*Requirements*:
1. List every citation key that appears inside a \cite command in the three-point boundary-value paper below.
2. Pick up the three-point boundary-value paper below at its final sentence and write the next part of its introduction in the same LaTeX source style.

*Extract provided*:
┏━━
\documentclass[reqno]{amsart}

\AtBeginDocument{{\noindent\small
{\em Electronic Journal of Differential Equations},
Vol. 2004(2004), No. 115, pp. 1--7.\newline
ISSN: 1072-6691. URL: http://ejde.math.txstate.edu or http://ejde.math.unt.edu
\newline ftp ejde.math.txstate.edu  (login: ftp)}
\thanks{\copyright 2004 Texas State University - San Marcos.}
\vspace{9mm}}

\begin{document}

\title[\hfilneg EJDE-2004/115\hfil Double solutions of three-point boundary-value problems]
{Double solutions of three-point boundary-value problems for
second-order differential equations}

\author[Johnny Henderson\hfil EJDE-2004/115\hfilneg]
{Johnny Henderson} 

\address{Johnny Henderson\hfill\break
Department of Mathematics, Baylor University\\
Waco, TX 76798-7328, USA}
\email{Johnny\_Henderson@baylor.edu}

\date{}
\thanks{Submitted September 16, 2003. Published October 5, 2004.}
\subjclass[2000]{34B15, 34B10, 34B18}
\keywords{Fixed point theorem; three-point; boundary-value problem}

\begin{abstract}
 A double fixed point theorem is applied to yield the
 existence of at least two nonnegative solutions for the three-point
 boundary-value problem for a second-order differential equation,
 $$\displaylines{
 y'' + f(y)=0,\quad 0 \leq t \leq 1,\cr
 y(0) =0,\quad  y(p) - y(1) = 0,
 }$$
 where $0 < p < 1$ is fixed, and $f:\mathbb{R} \to [0, \infty)$ is
 continuous.
\end{abstract}

\maketitle
\numberwithin{equation}{section}
\newtheorem{theorem}{Theorem}[section]
\newtheorem{definition}[theorem]{Definition}

\section{Introduction}

This paper fits in the rapidly growing literature devoted to applications of
multiple fixed point theorems for boundary value problems for each of ordinary
differential equations, finite difference equations, and dynamic equations on
time scales.  Some of these applications can be found in, to mention a few,
the papers \cite{AnAv} - \cite{AvPe}, \cite{HeTh1} - \cite{Ka} and  \cite{Wo}.
┗━━
(Items from a labeling collection)
┏━━
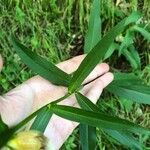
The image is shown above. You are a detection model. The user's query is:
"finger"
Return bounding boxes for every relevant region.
[0,54,3,71]
[45,72,113,149]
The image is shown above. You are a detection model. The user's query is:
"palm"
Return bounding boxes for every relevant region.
[0,55,113,149]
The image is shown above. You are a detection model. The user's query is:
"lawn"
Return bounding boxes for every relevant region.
[0,0,150,150]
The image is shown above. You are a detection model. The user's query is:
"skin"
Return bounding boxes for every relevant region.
[0,55,113,150]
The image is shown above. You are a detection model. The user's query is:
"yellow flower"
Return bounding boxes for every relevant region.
[4,130,48,150]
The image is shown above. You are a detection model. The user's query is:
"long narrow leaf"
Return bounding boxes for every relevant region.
[0,116,13,149]
[68,13,140,93]
[76,93,96,150]
[106,73,150,104]
[84,0,101,53]
[31,107,52,132]
[105,130,143,150]
[51,105,150,133]
[133,25,150,41]
[76,93,142,150]
[79,124,96,150]
[12,36,70,86]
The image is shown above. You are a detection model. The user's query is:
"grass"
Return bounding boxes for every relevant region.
[0,0,150,150]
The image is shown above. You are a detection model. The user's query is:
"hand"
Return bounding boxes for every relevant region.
[0,55,113,150]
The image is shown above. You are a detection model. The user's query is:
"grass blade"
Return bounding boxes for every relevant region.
[76,93,97,150]
[0,116,13,149]
[12,36,70,86]
[51,105,150,133]
[31,107,52,133]
[105,130,143,150]
[133,25,150,41]
[68,13,140,93]
[79,124,96,150]
[76,93,142,150]
[106,75,150,104]
[84,0,101,53]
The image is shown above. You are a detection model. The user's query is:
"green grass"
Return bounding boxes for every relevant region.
[0,0,150,150]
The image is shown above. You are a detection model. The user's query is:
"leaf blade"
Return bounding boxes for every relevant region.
┗━━
*Answers to the problems*:
1. AnAv, AvPe, HeTh1, Ka, Wo

2.
These applications involve in some cases multiple uses of a Guo-Krasnosel'skii
\cite{Ze} fixed point theorem or uses of the Leggett-Williams \cite{LeWi} triple
fixed point theorem.  Other applications have used functional-type cone
expansion-compression fixed point theorems such as found in the above
cited papers \cite{AnAv} - \cite{AvPe}.
In this paper, we apply the Avery-Henderson \cite{AvHe} double fixed point
theorem to obtain at least two positive solutions of the three-point boundary
value problem for the second order differential equation,
\begin{gather} \label{e1}
y'' + f(y) = 0, \quad  0 \leq t \leq 1,\\
y(0)=0, \quad  y(p) - y(1) = 0, \label{e2}
\end{gather}
where $0 < p < 1$ is fixed throughout, and $f:\mathbb{R} \to [0, \infty)$ is continuous.
Multipoint problems such as (\ref{e1}), (\ref{e2}) have received considerable
attention,  often with (\ref{e2}) replaced by $u(1) - \sum_{i=1}^n \alpha_i
u(t_i) = 0$, $a < t_1 < \ldots < t_n < 1$, and $0 < \sum_{i=1}^n \alpha_i < 1$.
For a few such papers, see \cite{An}, \cite{BaFa} - \cite{Gu}, \cite{Ma1} and
\cite{Ma2}.
In Section 2, we provide some background results and we state the double
fixed point theorem.  Then, in Section 3, we impose growth conditions on
$f$ which allow us to apply the fixed point theorem in obtaining double positive
solutions of (\ref{e1}), (\ref{e2}).
We remark that Liu and Ge \cite{LiGe} recently obtained a double fixed
point theorem which would be considered as a dual theorem to the
Avery-Henderson double fixed point theorem.  At the conclusion of this
paper, we state a theorem establishing double solutions of (\ref{e1}), (\ref{e2}) which arise from an application of the Liu-Ge double
fixed point theorem.
In addition, we mention that the term ``nonnegative'' may better describe than ``positive''
one of the solutions of (\ref{e1}), (\ref{e2}).  Yet, if conditions such as
$f(0) > 0$ are satisfied, then our double solutions are indeed positive.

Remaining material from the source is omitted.